Russie : quelle efficacité pour les sanctions ?
Alors que le débat prend une tournure très idéologique, tentative de décryptage pour démêler le vrai du faux.
Les sanctions économiques et financières prises à l’encontre de la Russie font l’objet de débats virulents.
D’un côté, le camp pro-Poutine se félicite de la résilience de l’économie russe. En France, Marine Le Pen a même appelé à la levée des sanctions, considérant qu’elles pénalisent davantage les européens que les russes.
A l’inverse, certains politiques et universitaires mettent en avant la grande efficacité des sanctions occidentales. Récemment, la presse internationale a ainsi abondamment relayé une étude publiée par plusieurs universitaires de Yale décrivant une économie russe au bord de l’asphyxie.
Dans les deux cas, l’analyse prend une tournure très idéologique. L’étude de Yale a par exemple fait l’objet de vives critiques en raison de ses exagérations, approximations et erreurs méthodologiques.
Trancher ce débat est d’autant plus difficile que l’objectif des sanctions est lui-même incertain. Selon les auteurs, il me semble que l’on peut en distinguer au moins trois différents :
punir la Russie pour l’inciter à négocier et éviter la répétition de ce type d’agression ;
perturber l’économie russe pour freiner son effort de guerre ;
saper la légitimité du régime de Poutine auprès de la population.

**Extrait des données**
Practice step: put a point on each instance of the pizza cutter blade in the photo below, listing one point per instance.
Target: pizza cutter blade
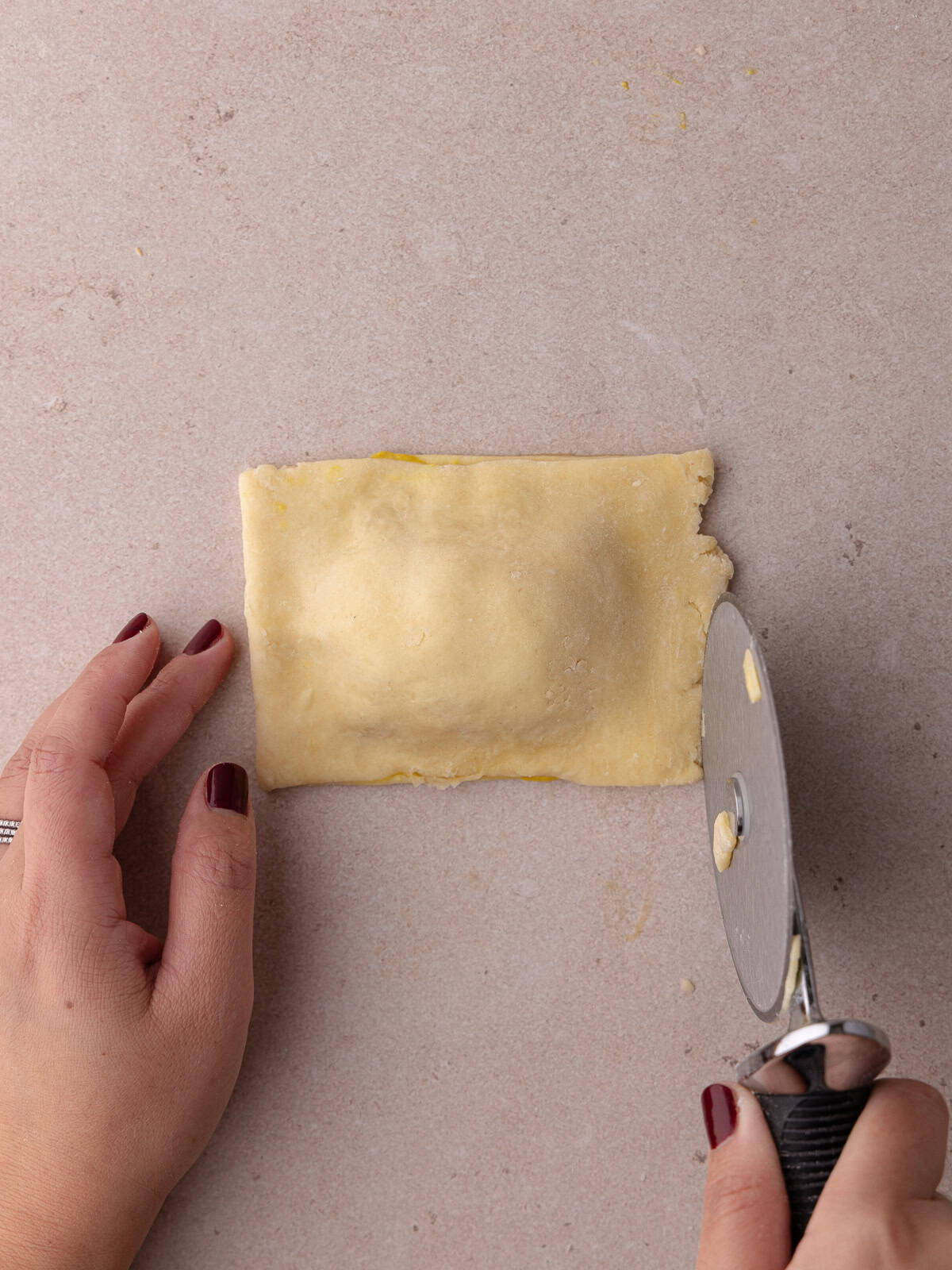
(814, 1081)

**Consignes**
• a. Selon l'article sur les sanctions contre la Russie, quelle personnalité politique française a demandé qu'on lève ces sanctions ?
• b. Poursuivez l'article sur les sanctions contre la Russie juste après sa dernière phrase.
Les données ne servent pas pour ce travail.

**Réponses**
• a. Marine Le Pen.

• b.
Au regard de ces objectifs, quel bilan intermédiaire peut-on dresser des sanctions après six mois de mise en oeuvre ?
La Russie a évité un effondrement financier
A très court terme, le premier constat est que la Russie a évité le pire, c’est-à-dire une crise financière de grande ampleur, où les retraits massifs des déposants, la dépréciation de la monnaie et l’inflation galopante s’auto-entretiennent.
Un tel scénario n’était pas exclu du fait du gel des réserves de la banque centrale décidé par les occidentaux, qui a privé la Russie de sa première ligne de défense face aux sanctions. On se souvient d’ailleurs des images de russes faisant la queue pour retirer de l’argent aux guichets dans les premiers jour du conflit, alors que le rouble perdait près de la moitié de sa valeur.
Pour éviter la déroute financière, les autorités ont mis en oeuvre un ensemble de mesures visant à stabiliser l’économie russe.
Au plan interne, un soutien budgétaire et monétaire de grande ampleur a tout d’abord permis de rassurer les épargnants et de préserver les banques.
En parallèle, l’effondrement de la monnaie russe a été évité par la combinaison d’un encadrement drastique des sorties de capitaux, d’une hausse massive des taux d’intérêt (de 9,5 % à 20 %) et de l’obligation pour les exportateurs russes de convertir leurs devises - même si les restrictions des importations ont également joué.
En freinant la demande interne tout en contenant l’augmentation du prix des importations, ces mesures ont également permis de contenir l’inflation, qui commence à diminuer après avoir atteint près de 20 %.
Nous ne sommes donc clairement pas dans un scénario comparable à celui de la grande crise financière russe de 1998.
La situation apparaît d’ailleurs suffisamment sous contrôle pour que la banque centrale russe ait décidé de ramener son taux d’intérêt directeur à des niveaux comparables à ceux d’avant-crise.
L’économie russe traverse une forte récession
Si l’effondrement financier a été évité, cela ne signifie pas pour autant que les sanctions n’ont aucun effet significatif sur l’économie russe, comme le camp pro-Poutine le laisse entendre.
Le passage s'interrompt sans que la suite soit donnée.